**PAGE EXCERPT**

Were moving into my moms house since my apartment is too small to have anyone stay over, and we'll need help with 2.5 yo ds.
We did not tell anyone last time we went in for an induction- best decision of my life.
Neither did we tell anyone throughout the 16 hours of labor. We actually made sure to be in touch with our parents letting them know everything was ok and nothing was doing yet.
Last thing I needed was frantic parents bothering every few mins.
This time we plan on telling my mom since we'll need her to watch ds.
Married: June 2011
TTC since Feb 2016
BFP#1: 7/7/16 MMC: 8/16/16
BFP#2: 5/8/17 - CP
BFP#3: 6/27/17 EDD: 3/10/18
But I also second what @kiki75 said, that if you DO choose to announce you’re in labor, you need to update. That’s ultimately why we chose not to announce until everything was over. We didn’t want to send out updates, and we didn’t want to worry people.
As I've mentioned in the past, my MIL is a little irrational and it's been a major cause of anxiety as it relates to raising my child, especially the immediate weeks postpartum. My husband and I both sent out our respective emails to our family members about my doctor's recommendation for a TDAP vaccine. MIL never wrote back, and last night (about a month later) she blew up at dinner telling us that she can't get vaccines because they make her feel bad and said, "All you care about is your daughter." Keep in mind, this was in Korean, so I was only getting the gist of it and got that last part during the drive home from my husband.
So... this conversation obviously isn't over (just the first psychotic shit she's said about our child), and I want to find out if she truly does have terrible reactions to vaccines, which is understandable. What's not understandable is her method of communicating this to us and her comment suggesting that we should be more concerned about her reaction to a vaccine than our first born daughter. She's playing the victim She should be EQUALLY concerned for her well being.

**LISTED RECORDS**
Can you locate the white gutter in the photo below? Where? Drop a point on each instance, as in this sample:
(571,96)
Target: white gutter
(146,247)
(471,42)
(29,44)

**USING THE INFORMATION**
**1.** Please rewrite the forum posts starting at "Last thing I" and ending at "to worry people.", changing "announce" to "share".
**2.** In the forum posts, how long did the labor last that the couple kept to themselves?
Rely on the forum posts alone.

**OUTPUTS IN ORDER**
**1.**
Last thing I needed was frantic parents bothering every few mins.
This time we plan on telling my mom since we'll need her to watch ds.
Married: June 2011
TTC since Feb 2016
BFP#1: 7/7/16 MMC: 8/16/16
BFP#2: 5/8/17 - CP
BFP#3: 6/27/17 EDD: 3/10/18
But I also second what @kiki75 said, that if you DO choose to share you’re in labor, you need to update. That’s ultimately why we chose not to share until everything was over. We didn’t want to send out updates, and we didn’t want to worry people.

**2.** 16 hours